**SELECTED TEXT**.
========================
Born in Tokyo in 1932, Ushio Shinohara comes from an artistic family. His father a poet, his mother a nihonga painter and doll maker, Ushio continued the artistic legacy and attended Tokyo University of the Arts in 1952. While his schoolwork focused on Western-style painting, he became disenchanted with academia and drawn to the innovative world of post-war art unfolding around him. In 1957, Ushio left the university to pursue his education independently, pouring over international works of art criticism and avant-garde theorists. Ushio entered the 1960s as a force of the Japanese avant-garde community with his action paintings.
Ushio Shinohara, Purple and Pink on Yellow and White, 2014. Acrylic on canvas. Ronin Gallery.
Ushio established himself as the enfant terrible of the Japanese art scene, where he gained particular notoriety for his boxing paintings. Attaching sponges to his boxing gloves, Ushio would saturate the gloves with paint and punch his way across a long paper or canvas. Hair shorn into a Mohawk, he produced these works before eager crowds, emphasizing the art of the action itself. In 1960, he was part of the Neo-Dadaism Organizers, an avant-garde group known for its unconventional materials and performances. In 1961, the famed photographer William Klein immortalized Ushio and his boxing paintings. Printed in the 1964 photo collection Tokyo, this photo is echoed by a similar portrait in Klein’s 2013 collection Brooklyn.
========================
**PROBLEM STATEMENT**.
Pick up the account of Ushio Shinohara's life and art where it ends, continuing from its last sentence.

**EXTRACTED MATERIAL**.
========================
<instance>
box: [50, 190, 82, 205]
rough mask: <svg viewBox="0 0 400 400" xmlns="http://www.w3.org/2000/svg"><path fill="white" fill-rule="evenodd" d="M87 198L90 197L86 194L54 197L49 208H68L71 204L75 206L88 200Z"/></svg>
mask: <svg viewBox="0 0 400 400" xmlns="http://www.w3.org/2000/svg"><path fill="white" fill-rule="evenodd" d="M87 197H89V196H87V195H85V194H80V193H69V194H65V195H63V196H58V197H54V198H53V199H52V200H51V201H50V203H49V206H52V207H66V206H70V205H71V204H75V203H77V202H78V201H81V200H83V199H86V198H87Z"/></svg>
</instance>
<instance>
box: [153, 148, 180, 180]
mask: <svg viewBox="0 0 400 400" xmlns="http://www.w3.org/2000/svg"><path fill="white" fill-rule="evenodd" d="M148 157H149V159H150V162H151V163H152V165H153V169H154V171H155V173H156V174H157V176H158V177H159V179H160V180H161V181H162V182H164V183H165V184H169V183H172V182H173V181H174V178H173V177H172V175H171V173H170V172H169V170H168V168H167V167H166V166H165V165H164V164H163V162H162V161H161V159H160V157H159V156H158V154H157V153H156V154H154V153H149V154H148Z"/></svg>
========================
**REPLY**.
Ushio Shinohara, Three Oiran, 1969. Silkscreen. Ronin Gallery.
In 1963, Ushio discovered a deep and lasting inspiration in the American avant-garde on the pages of Art International. He promptly began his Imitation Art series (1963), ironizing the work of artists such as Jasper Johns and Robert Rauschenberg. Ushio captured the interest of these giants of American art, and even participated in Twenty Questions with Bob Rauschenberg in Tokyo. In 1965, Ushio combined his American influences with Japanese tradition. Upon seeing woodblock prints from the Edo period (1603-1868), Ushio created his Oiran series, blending the iconography of Edo-period courtesans with the vivid colors and geometric shapes so popular within American Pop art.
In 1969, Ushio moved to New York City on a scholarship from the John D. Rockefeller III Fund. Though the scholarship ended after a year, he made New York his permanent home and he began his motorcycle sculptures. While his view from Canal Street presented a grittier New York than he had imagined, Ushio incorporated the city’s found materials and subcultures into his work. Ushio has been featured in many solo and group exhibitions worldwide, including the National Museum of Modern Art Tokyo, National Museum of Modern Art Kyoto, Museum of Modern Art New York, and the Japan Society New York, to name just a few.
Ushio Shinohara, Roar, 1971. Silkscreen. Ronin Gallery.